=== Задание ===
Выпишите из текста о тайных обществах все наименования, которыми назван император перед словами «вдруг начал по наущениям Меттерниха».

=== Исходный текст ===
Французская революция 1789 года выгнала к нам тысячи выходцев, между ними людей весьма образованных из высших классов, но также много умных аббатов и всяких учителей. Первые из них имели влияние на высший круг нашего общества по образованию и по тонкости в общежитии; вторые — по религии и вкрадчивости в дела семейные; последние вперемежку с аббатами заняли места воспитателей и, сами убежав от революции, посеяли в русском дворянском юношестве первые семена революции. Это юношество возмужало, участвовало в войнах 1813, 1814 и 1815 годов, ознакомилось с учреждениями других государств и вступило в союзы или общества для преобразования своего отечества. Члены общества собирались

// С 189

в своих кружках, все знали их по их умственным занятиям, по их жизни благонравной, по заслуженному уважению, которое явно им оказывалось и в полках и в обществе; так мудрено ли, что наблюдатели, жаждавшие познаний, искавшие занятий и значения в обществе, пристали к ним и сделались членами сперва литературных и ученых обществ, а потом тайных политических? Можно сказать утвердительно, что все образованные люди или имевшие притязание быть такими принадлежали к тайному обществу если не по спискам, то по цели и по собственному стремлению. Они были также подстрекаемы крайнею необходимостью: они видели ясно, что император, спаситель Европы, восстановитель Польши, освободитель крепостных людей прибалтийских губерний, поощритель просвещения, распространитель Евангелия, вдруг начал по наущениям Меттерниха подавлять всякое народное движение к вещественному и умственному улучшению. Стал умалять льготы, данные Польше; по козням Аракчеева, Фотия и Магницкого отрешил от должности князя А. Н. Голицына и лучших профессоров Педагогического института 181), и не только в своем отечестве, ной в других странах останавливал ход вперед и отказал в помощи грекам 182). При таких данных они видели, что частное, одиночное, тайное их действие на пользу народа обратится в ничто, и потому решились на действие совокупное и явное. На помощь государя пропала вся надежда, а зло, самоволие высших и самоуправство низших начальников обнаруживали страшную наглость, так что А. А. Бестужев мог правдиво ответить комиссии на вопрос, в чем же состояли эти злоупотребления: «У нас кто смел, тот грабит, а кто не смел, тот крадет!»183)

=== Записи набора данных ===
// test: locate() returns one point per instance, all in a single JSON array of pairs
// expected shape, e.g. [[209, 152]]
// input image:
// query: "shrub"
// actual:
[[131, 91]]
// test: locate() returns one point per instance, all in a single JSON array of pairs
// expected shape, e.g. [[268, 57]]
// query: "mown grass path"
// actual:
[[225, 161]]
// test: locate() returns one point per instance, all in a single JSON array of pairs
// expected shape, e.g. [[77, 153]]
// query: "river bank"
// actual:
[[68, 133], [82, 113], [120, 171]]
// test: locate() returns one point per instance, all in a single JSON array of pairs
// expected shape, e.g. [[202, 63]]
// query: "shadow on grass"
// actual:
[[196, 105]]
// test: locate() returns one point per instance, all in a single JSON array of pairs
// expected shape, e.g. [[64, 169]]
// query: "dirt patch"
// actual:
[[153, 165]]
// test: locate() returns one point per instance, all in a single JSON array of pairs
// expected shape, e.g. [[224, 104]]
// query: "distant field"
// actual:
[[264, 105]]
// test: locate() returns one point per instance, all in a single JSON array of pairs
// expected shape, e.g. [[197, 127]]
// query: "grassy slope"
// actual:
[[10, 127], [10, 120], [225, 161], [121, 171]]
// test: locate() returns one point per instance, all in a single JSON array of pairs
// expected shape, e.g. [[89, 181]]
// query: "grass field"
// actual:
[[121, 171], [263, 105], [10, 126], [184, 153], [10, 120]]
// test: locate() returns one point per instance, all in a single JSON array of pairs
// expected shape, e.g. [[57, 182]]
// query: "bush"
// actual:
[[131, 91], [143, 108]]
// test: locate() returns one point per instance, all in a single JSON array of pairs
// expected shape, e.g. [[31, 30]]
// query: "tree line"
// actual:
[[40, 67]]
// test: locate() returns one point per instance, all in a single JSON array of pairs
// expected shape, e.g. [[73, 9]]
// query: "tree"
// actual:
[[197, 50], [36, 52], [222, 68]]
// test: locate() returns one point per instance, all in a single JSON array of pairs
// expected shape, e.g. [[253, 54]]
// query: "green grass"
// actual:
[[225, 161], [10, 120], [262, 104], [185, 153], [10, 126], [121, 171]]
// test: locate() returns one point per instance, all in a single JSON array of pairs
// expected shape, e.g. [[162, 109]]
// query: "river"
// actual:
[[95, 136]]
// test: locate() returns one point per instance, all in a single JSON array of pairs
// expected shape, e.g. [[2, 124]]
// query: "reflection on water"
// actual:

=== Ответ ===
спаситель Европы
восстановитель Польши
освободитель крепостных людей прибалтийских губерний
поощритель просвещения
распространитель Евангелия